Records contained in a dataset
/---

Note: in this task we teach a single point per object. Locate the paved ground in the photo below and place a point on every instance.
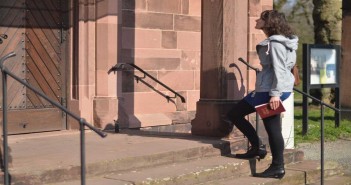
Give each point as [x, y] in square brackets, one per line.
[339, 151]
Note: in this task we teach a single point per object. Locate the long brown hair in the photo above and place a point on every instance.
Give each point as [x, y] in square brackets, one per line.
[275, 24]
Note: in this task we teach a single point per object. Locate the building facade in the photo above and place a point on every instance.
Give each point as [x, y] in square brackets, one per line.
[65, 48]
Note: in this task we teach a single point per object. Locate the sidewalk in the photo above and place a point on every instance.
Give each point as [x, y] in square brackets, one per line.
[54, 154]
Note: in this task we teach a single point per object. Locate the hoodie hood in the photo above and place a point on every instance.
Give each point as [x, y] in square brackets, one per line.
[290, 43]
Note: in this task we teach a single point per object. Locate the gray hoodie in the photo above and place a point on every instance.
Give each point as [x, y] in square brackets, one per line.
[277, 56]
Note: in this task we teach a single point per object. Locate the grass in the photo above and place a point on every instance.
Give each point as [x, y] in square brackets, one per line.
[331, 132]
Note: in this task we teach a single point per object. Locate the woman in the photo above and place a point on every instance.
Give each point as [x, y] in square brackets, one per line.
[274, 83]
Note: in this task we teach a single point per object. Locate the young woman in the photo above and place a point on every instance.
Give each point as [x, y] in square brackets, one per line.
[274, 83]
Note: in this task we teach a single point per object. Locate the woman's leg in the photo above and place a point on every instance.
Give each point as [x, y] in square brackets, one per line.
[237, 116]
[275, 137]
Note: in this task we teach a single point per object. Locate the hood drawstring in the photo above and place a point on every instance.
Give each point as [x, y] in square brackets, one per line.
[268, 47]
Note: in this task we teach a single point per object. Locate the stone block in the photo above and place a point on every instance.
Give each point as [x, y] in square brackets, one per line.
[169, 39]
[172, 79]
[185, 6]
[187, 23]
[147, 120]
[192, 98]
[157, 63]
[105, 111]
[134, 5]
[189, 41]
[190, 60]
[141, 38]
[147, 20]
[195, 7]
[148, 102]
[130, 84]
[173, 6]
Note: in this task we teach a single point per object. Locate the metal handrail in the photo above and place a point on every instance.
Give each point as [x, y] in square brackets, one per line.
[120, 67]
[2, 36]
[322, 116]
[82, 121]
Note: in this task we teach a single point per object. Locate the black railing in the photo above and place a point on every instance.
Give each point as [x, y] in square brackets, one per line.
[121, 67]
[2, 36]
[322, 117]
[82, 122]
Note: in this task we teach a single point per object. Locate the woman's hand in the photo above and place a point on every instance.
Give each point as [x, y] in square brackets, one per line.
[274, 102]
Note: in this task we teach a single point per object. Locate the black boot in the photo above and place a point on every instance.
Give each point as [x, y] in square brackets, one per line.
[274, 171]
[254, 151]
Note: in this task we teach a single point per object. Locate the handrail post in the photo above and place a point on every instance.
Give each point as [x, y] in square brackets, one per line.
[4, 127]
[4, 118]
[82, 151]
[322, 144]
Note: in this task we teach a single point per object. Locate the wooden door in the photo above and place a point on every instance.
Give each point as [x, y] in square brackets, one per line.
[36, 33]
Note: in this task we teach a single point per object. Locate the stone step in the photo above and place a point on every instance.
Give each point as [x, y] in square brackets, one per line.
[149, 154]
[335, 180]
[190, 172]
[303, 172]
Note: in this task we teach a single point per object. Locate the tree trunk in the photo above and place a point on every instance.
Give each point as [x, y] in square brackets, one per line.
[327, 18]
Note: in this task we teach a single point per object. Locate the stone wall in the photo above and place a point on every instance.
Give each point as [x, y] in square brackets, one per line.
[162, 38]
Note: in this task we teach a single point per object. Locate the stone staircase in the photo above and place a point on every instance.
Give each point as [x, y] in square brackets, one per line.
[204, 161]
[221, 170]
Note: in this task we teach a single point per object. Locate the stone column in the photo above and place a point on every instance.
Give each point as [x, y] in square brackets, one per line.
[224, 39]
[107, 40]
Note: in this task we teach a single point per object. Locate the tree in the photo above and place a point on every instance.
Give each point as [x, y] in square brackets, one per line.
[327, 19]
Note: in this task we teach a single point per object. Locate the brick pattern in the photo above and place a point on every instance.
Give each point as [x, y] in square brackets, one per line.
[345, 71]
[163, 38]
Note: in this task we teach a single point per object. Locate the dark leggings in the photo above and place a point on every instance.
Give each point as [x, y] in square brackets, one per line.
[272, 125]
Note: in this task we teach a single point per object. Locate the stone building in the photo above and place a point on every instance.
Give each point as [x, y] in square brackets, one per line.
[66, 48]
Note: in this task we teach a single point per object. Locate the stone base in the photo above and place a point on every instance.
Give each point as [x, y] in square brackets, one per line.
[105, 111]
[208, 117]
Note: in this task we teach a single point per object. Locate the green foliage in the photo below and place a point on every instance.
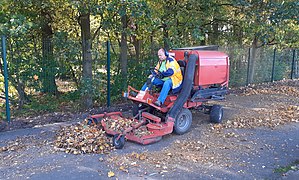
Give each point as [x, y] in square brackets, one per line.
[150, 24]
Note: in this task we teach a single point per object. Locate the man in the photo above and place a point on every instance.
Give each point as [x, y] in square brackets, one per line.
[169, 76]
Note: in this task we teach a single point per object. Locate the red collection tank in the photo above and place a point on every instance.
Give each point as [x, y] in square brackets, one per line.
[212, 67]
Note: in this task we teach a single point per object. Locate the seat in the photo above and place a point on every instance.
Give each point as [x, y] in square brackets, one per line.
[182, 64]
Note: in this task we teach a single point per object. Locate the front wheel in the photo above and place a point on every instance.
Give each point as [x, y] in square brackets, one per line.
[118, 141]
[216, 114]
[183, 121]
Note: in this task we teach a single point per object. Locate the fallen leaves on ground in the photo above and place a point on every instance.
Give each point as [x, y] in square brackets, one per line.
[111, 174]
[81, 138]
[285, 87]
[119, 124]
[142, 131]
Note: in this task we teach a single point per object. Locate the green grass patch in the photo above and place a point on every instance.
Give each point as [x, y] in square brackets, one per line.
[45, 103]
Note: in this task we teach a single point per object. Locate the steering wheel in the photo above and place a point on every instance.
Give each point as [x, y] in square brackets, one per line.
[156, 73]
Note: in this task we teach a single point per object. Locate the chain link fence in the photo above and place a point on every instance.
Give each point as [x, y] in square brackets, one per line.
[31, 76]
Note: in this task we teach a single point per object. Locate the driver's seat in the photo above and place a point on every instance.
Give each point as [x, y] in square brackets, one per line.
[182, 64]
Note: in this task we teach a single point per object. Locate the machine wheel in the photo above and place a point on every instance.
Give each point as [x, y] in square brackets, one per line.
[216, 114]
[183, 121]
[135, 109]
[118, 143]
[92, 121]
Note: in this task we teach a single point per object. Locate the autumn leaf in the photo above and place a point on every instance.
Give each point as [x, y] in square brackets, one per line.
[111, 174]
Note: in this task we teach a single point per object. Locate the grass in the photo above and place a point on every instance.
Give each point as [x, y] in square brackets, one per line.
[284, 169]
[45, 103]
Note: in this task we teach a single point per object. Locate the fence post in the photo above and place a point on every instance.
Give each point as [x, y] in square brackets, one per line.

\---

• [Task to complete] Your task is to transcribe the line containing "the green grass" and every line after it, through the last line of the data, exactly as written and with nothing more.

• [Task answer]
Note: in this task we teach a single point per object. Locate the green grass patch in the photo above and place a point on every instance.
Give each point as [x, y] in square brackets, one per line.
[45, 103]
Note: in this task we teach a single point per object. Locate the steering wheel in the photo above and place a point on every instance.
Give each point as [x, y] in square brackets, one per line.
[156, 73]
Note: in this task we teach a single point per object. Locate the chain link fence in the photo above and place a point on every instance.
Give each point as [x, y] in square brackets, one per line.
[31, 76]
Note: in this task we teach a single point per object. Locate the driver's seat in the photo above and place a point on every instance.
Give each point as [x, y] in square brackets, one per line.
[182, 64]
Note: in this task we teach a single point per object. Locate the machine wheel in the photo above and place a point on every instance.
Give each point as [x, y] in square brackets, one per line.
[216, 114]
[183, 121]
[135, 109]
[118, 143]
[92, 121]
Note: in this task we teach a single point per object. Locate the autumn leaf in the photo above and place a point on every instance.
Give each point as [x, y] in square brackets, one per line.
[111, 174]
Note: in this task we teach a single point per object. Locate the grass in the photo above and place a point on every instance.
Give each point as [x, y] in square brackets, one per line.
[284, 169]
[45, 103]
Note: in this task we teach a single point per object. Locate the fence post in the photo above and place a point on every instance.
Give each point as [x, y] in square brackets, one per line.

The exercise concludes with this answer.